> [Problem details]:
Please copy exactly the line containing "the person standing" and every line after it, through the last line of the records below, leaving out all pictures.

> [Data for this exercise]:
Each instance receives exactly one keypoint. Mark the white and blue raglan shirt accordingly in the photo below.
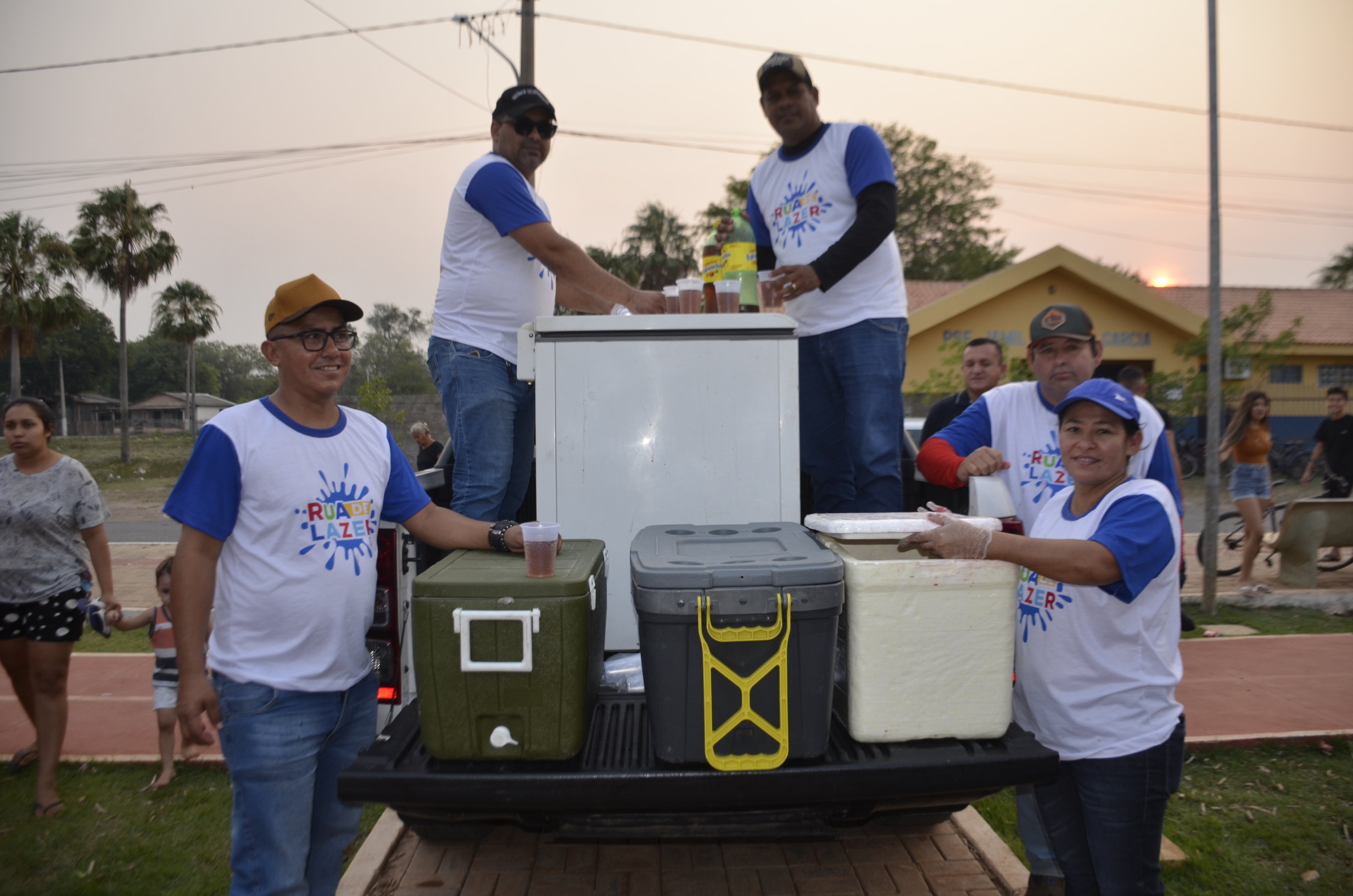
(803, 206)
(298, 511)
(1018, 421)
(490, 284)
(1097, 667)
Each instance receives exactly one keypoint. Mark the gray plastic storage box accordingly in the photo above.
(738, 635)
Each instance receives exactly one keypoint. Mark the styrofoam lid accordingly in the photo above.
(884, 523)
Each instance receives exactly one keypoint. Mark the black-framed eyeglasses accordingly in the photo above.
(524, 126)
(314, 340)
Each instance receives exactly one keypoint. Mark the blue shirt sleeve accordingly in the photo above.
(404, 496)
(868, 161)
(757, 220)
(208, 495)
(970, 431)
(1162, 470)
(1137, 533)
(500, 194)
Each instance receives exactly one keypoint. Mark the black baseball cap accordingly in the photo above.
(784, 63)
(1061, 320)
(521, 99)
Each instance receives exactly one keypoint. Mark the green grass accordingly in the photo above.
(1304, 822)
(174, 841)
(1272, 620)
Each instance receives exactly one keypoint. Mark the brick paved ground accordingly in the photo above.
(872, 860)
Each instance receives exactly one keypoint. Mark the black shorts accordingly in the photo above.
(52, 619)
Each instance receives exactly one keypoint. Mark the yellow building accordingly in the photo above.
(1138, 324)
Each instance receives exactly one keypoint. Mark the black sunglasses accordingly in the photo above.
(524, 126)
(314, 340)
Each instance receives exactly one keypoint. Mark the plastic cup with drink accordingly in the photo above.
(727, 294)
(541, 543)
(687, 295)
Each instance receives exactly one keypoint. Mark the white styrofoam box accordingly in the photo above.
(870, 527)
(930, 645)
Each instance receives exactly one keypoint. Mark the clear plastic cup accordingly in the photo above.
(689, 293)
(769, 293)
(541, 542)
(727, 293)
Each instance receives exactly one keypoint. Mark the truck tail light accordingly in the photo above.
(383, 636)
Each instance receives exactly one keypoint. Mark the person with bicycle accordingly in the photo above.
(1249, 441)
(1334, 444)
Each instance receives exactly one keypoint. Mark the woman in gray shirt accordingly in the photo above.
(51, 520)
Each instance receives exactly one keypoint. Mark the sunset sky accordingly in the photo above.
(1111, 182)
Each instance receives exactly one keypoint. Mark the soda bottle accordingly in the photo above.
(741, 259)
(711, 267)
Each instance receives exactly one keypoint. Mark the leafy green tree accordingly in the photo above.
(120, 244)
(38, 293)
(186, 313)
(1244, 347)
(1339, 272)
(86, 356)
(387, 351)
(243, 371)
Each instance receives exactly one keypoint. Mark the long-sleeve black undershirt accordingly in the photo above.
(876, 220)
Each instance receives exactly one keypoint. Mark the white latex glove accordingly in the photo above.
(952, 539)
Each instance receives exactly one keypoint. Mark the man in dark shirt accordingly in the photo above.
(1334, 443)
(983, 370)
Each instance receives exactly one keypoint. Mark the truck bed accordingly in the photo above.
(617, 784)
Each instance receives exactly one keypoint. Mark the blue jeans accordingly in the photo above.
(1042, 860)
(491, 420)
(284, 750)
(850, 402)
(1106, 816)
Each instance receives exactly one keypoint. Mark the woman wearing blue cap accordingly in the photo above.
(1097, 654)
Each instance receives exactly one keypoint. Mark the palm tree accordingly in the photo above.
(38, 293)
(186, 313)
(118, 243)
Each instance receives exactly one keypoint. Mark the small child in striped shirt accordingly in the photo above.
(165, 677)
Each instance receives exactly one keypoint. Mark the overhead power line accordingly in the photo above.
(945, 76)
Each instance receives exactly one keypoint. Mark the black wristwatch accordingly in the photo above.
(497, 534)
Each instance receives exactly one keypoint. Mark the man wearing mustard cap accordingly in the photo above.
(504, 264)
(281, 504)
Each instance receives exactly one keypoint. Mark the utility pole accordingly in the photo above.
(1212, 481)
(528, 42)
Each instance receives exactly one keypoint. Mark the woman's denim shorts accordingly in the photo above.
(1250, 481)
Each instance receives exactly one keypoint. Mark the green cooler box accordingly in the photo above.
(506, 665)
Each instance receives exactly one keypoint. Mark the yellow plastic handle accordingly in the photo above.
(746, 763)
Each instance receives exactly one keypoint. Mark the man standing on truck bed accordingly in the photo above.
(1013, 432)
(824, 208)
(504, 264)
(281, 504)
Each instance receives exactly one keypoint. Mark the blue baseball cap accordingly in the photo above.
(1106, 393)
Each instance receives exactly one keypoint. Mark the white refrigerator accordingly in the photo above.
(652, 420)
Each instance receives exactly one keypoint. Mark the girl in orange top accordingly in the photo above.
(1249, 440)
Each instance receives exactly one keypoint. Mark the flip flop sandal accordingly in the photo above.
(41, 811)
(24, 760)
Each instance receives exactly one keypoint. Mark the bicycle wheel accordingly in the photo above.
(1231, 528)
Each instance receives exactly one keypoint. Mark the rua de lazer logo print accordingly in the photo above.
(1043, 470)
(1038, 597)
(339, 517)
(801, 210)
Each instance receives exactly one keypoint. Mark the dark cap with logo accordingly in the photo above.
(1061, 320)
(521, 99)
(784, 63)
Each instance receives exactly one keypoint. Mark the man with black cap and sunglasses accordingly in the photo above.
(824, 210)
(504, 264)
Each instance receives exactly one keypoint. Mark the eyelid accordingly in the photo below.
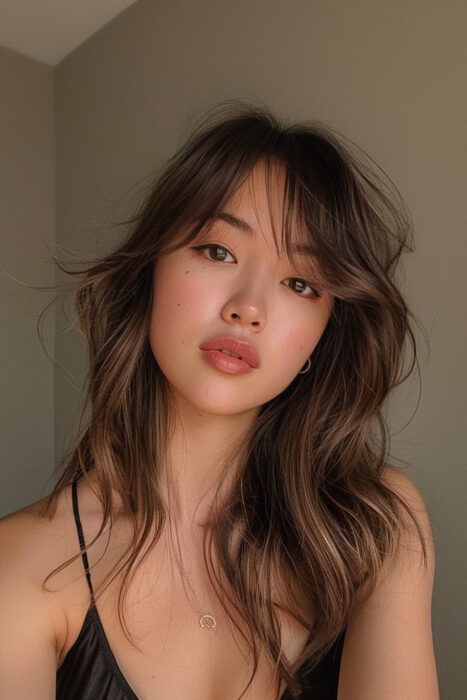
(316, 292)
(213, 245)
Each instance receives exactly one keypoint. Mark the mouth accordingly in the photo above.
(232, 354)
(235, 347)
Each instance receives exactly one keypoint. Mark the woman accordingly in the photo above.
(240, 532)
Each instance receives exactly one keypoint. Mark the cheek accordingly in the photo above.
(300, 337)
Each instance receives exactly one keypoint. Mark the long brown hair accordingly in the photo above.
(316, 520)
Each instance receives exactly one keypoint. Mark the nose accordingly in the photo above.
(246, 308)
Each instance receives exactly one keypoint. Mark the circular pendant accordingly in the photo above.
(207, 621)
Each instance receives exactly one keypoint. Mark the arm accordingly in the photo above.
(388, 649)
(28, 655)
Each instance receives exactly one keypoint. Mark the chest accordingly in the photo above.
(173, 656)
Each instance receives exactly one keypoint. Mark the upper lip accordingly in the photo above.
(232, 344)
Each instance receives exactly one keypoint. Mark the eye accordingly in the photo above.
(216, 253)
(300, 286)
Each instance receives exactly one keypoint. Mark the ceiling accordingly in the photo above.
(48, 30)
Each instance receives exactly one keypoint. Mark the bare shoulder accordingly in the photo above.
(33, 617)
(411, 549)
(389, 633)
(39, 611)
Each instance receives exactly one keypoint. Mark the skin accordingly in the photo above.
(388, 649)
(248, 289)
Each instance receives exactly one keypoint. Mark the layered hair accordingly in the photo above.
(317, 522)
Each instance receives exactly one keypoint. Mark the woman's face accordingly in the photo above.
(231, 283)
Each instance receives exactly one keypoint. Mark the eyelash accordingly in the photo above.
(200, 248)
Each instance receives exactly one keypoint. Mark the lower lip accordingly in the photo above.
(226, 363)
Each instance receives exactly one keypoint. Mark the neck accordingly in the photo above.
(199, 446)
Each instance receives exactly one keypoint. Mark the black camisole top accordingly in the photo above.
(90, 670)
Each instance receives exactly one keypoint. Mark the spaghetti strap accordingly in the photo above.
(82, 544)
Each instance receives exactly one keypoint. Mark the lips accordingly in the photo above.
(236, 347)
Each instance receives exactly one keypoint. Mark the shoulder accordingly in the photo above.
(389, 633)
(32, 617)
(33, 544)
(417, 538)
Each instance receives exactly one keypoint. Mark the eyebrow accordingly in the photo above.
(244, 227)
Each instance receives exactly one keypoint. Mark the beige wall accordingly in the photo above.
(26, 235)
(389, 75)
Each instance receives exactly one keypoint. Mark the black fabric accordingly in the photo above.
(90, 670)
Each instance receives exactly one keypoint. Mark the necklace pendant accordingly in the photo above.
(207, 621)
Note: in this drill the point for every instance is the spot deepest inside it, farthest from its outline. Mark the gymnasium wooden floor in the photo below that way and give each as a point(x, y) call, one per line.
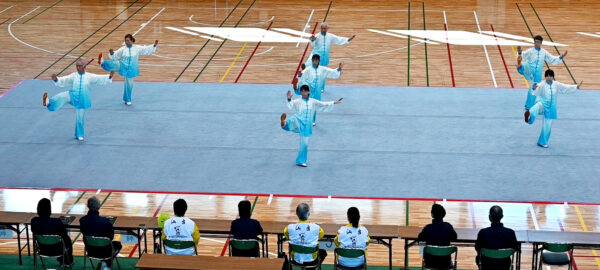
point(44, 37)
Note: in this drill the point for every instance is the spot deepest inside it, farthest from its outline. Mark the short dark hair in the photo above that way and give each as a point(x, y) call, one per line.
point(496, 213)
point(244, 209)
point(130, 36)
point(353, 216)
point(44, 208)
point(438, 211)
point(179, 207)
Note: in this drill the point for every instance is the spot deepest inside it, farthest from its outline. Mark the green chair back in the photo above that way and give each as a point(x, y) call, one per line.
point(243, 244)
point(440, 250)
point(93, 241)
point(349, 252)
point(303, 250)
point(558, 247)
point(48, 240)
point(497, 253)
point(179, 244)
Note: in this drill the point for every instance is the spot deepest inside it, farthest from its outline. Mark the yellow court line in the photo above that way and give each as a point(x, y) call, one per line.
point(585, 230)
point(232, 63)
point(515, 53)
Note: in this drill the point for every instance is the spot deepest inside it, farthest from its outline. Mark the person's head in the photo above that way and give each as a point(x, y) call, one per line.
point(537, 40)
point(179, 207)
point(93, 204)
point(80, 65)
point(303, 211)
point(44, 208)
point(305, 91)
point(316, 60)
point(353, 216)
point(496, 214)
point(438, 211)
point(549, 74)
point(129, 40)
point(324, 28)
point(244, 209)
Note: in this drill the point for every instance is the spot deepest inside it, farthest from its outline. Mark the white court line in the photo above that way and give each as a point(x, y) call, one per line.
point(306, 26)
point(485, 50)
point(588, 34)
point(6, 9)
point(401, 36)
point(148, 22)
point(214, 25)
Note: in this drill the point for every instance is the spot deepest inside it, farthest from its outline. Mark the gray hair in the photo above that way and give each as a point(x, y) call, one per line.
point(94, 204)
point(303, 211)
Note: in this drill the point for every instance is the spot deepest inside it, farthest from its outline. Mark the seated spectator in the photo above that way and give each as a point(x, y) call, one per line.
point(305, 233)
point(245, 228)
point(352, 236)
point(180, 228)
point(438, 233)
point(94, 225)
point(43, 224)
point(495, 237)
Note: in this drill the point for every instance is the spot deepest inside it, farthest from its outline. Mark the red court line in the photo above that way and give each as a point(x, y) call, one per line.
point(249, 58)
point(304, 54)
point(155, 213)
point(300, 196)
point(449, 55)
point(501, 55)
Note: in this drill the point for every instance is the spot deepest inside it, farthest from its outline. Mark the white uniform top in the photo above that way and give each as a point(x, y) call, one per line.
point(179, 229)
point(350, 237)
point(304, 234)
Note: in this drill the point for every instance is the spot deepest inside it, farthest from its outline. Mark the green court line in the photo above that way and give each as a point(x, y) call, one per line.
point(65, 54)
point(327, 13)
point(103, 201)
point(426, 61)
point(130, 16)
point(408, 62)
point(42, 11)
point(526, 24)
point(547, 33)
point(205, 43)
point(223, 43)
point(78, 199)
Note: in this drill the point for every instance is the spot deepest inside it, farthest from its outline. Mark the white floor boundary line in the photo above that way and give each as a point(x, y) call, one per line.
point(487, 56)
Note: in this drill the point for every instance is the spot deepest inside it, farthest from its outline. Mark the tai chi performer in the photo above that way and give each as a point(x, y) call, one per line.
point(535, 58)
point(78, 95)
point(300, 123)
point(546, 93)
point(125, 61)
point(315, 76)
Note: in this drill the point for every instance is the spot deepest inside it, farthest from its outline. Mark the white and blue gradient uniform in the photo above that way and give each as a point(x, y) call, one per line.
point(315, 78)
point(547, 96)
point(125, 62)
point(301, 121)
point(78, 95)
point(354, 238)
point(322, 46)
point(535, 60)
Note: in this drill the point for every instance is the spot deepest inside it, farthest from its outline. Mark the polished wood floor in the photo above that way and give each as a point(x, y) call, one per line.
point(44, 37)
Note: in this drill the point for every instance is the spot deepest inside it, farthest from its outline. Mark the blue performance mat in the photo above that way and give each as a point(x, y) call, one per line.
point(385, 142)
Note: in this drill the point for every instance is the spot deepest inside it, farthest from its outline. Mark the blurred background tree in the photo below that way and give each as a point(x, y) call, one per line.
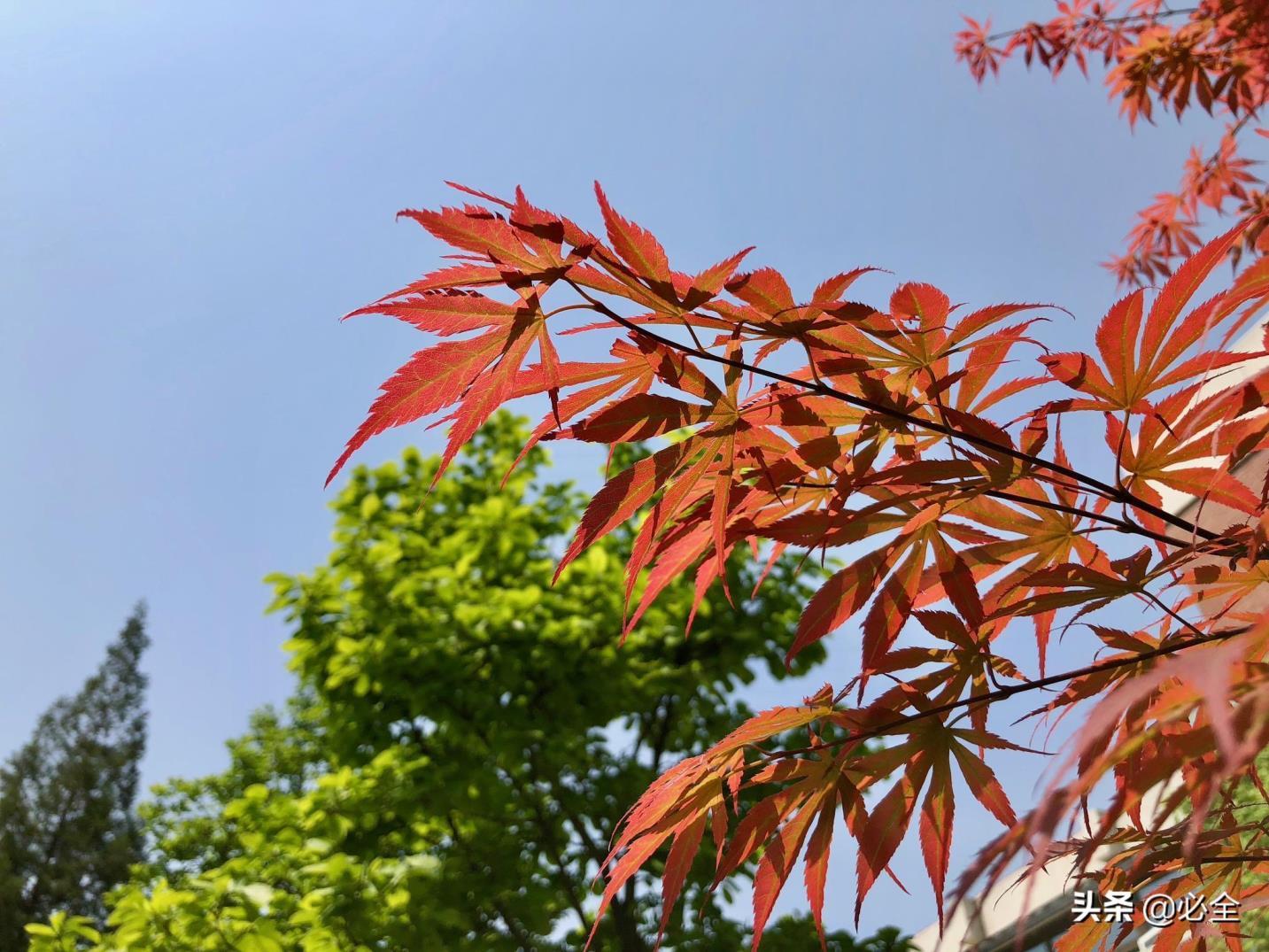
point(67, 826)
point(463, 739)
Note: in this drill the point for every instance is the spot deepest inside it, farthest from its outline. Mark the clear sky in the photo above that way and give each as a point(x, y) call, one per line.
point(193, 193)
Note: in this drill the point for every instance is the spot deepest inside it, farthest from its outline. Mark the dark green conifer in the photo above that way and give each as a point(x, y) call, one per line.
point(67, 826)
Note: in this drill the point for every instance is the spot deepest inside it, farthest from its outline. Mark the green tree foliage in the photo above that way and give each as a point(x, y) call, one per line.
point(67, 826)
point(463, 741)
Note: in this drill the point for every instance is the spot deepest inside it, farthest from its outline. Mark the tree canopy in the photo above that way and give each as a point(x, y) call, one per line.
point(463, 738)
point(925, 438)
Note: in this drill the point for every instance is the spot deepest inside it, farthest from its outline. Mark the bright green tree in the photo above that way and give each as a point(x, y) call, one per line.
point(463, 741)
point(67, 826)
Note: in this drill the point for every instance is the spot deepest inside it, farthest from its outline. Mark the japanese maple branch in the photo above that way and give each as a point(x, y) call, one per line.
point(1103, 20)
point(911, 419)
point(1000, 693)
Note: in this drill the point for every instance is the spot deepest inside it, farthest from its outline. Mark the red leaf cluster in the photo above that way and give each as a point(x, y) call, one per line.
point(904, 433)
point(1213, 55)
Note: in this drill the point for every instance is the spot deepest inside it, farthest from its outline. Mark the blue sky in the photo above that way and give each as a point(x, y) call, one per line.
point(194, 193)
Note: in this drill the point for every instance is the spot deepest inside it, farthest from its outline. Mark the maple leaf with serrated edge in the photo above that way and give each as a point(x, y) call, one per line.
point(904, 441)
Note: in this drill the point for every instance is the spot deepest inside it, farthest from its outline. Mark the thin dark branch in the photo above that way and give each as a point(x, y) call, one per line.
point(911, 419)
point(993, 696)
point(1105, 20)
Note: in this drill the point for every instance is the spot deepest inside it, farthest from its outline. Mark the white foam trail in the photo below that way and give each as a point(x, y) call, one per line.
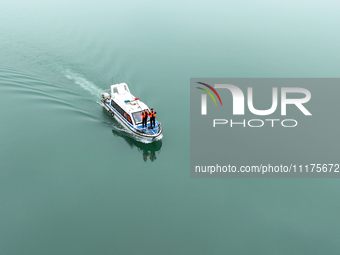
point(85, 84)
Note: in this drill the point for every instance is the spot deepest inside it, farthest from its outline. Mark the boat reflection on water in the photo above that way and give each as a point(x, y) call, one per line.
point(148, 150)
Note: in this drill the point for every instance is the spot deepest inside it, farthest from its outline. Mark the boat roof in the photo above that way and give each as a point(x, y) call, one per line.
point(120, 93)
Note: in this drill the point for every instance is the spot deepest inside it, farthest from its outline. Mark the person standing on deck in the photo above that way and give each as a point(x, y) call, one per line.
point(152, 115)
point(144, 118)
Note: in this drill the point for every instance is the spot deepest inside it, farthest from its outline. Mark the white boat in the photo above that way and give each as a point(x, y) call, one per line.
point(128, 109)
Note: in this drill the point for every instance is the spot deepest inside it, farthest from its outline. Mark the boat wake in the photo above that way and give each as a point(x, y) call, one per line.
point(82, 82)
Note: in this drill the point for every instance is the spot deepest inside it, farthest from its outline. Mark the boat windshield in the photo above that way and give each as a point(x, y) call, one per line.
point(137, 116)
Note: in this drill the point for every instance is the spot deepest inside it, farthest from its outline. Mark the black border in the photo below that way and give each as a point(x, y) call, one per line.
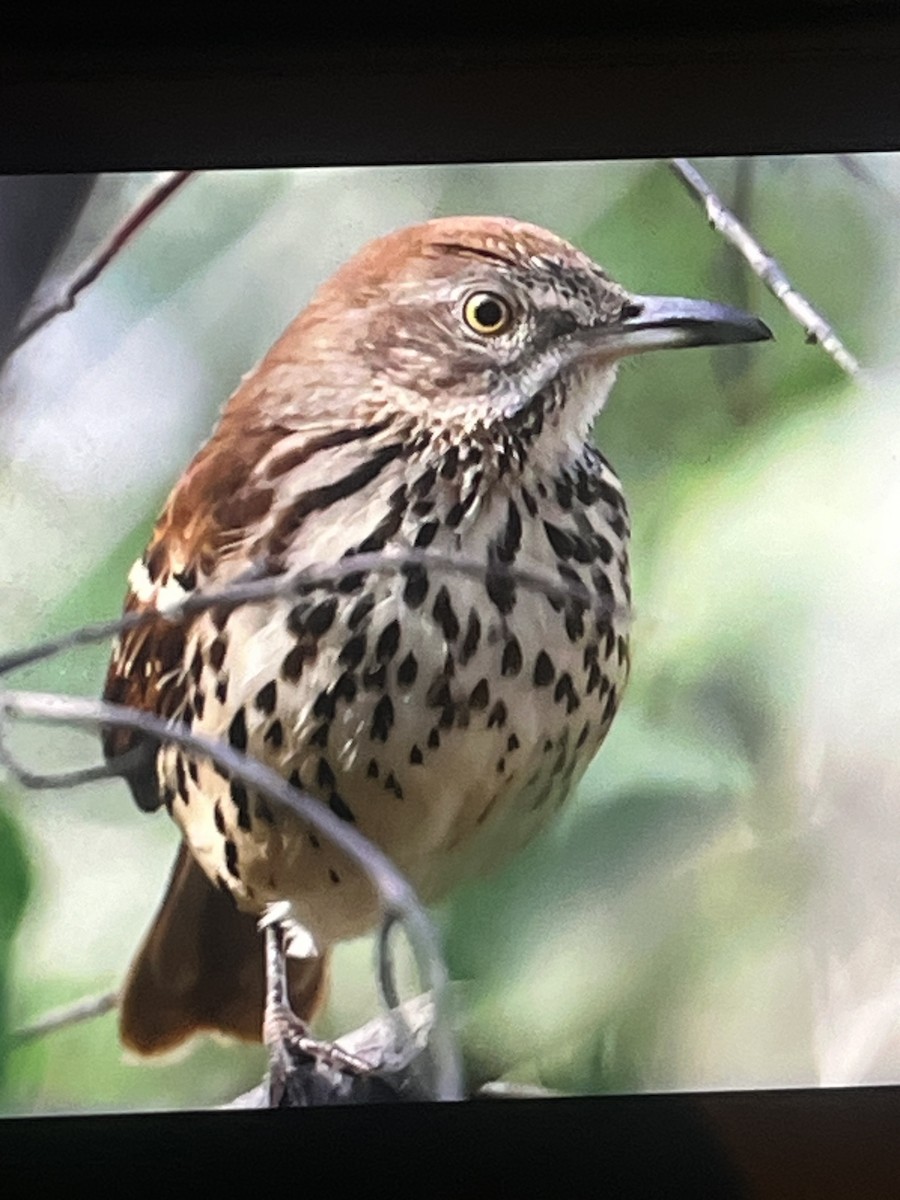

> [Expected answer]:
Note: in this drill the point for every instance is the spot deepest inside it, farthest from its outline. Mark the person standing on deck in the photo above that way and give each as a point(x, y) call, one per line.
point(152, 115)
point(144, 118)
Note: in this drill the point for every instance is the spot deepest inside it, farthest from its outline. Mark the white boat in the photo above that way and give each as a point(x, y) call, one per line.
point(128, 109)
Note: in this drill the point for every instance is the spot deepest inside it, farthest from its outline. Mark the boat wake in the photo above that way and give each as a point(x, y) call, one per line.
point(82, 82)
Note: in this drill the point for every instance is the spot deepest inside it, farthest from its outline. Mark the boat windshield in the photo above that way and give each as a point(x, y) call, one per line.
point(137, 116)
Note: in this drill the point for every instance is the spot deepest inside it, farthest from its outline. Mark the black border in the photo below that way and give each as a point(x, y) call, one per line.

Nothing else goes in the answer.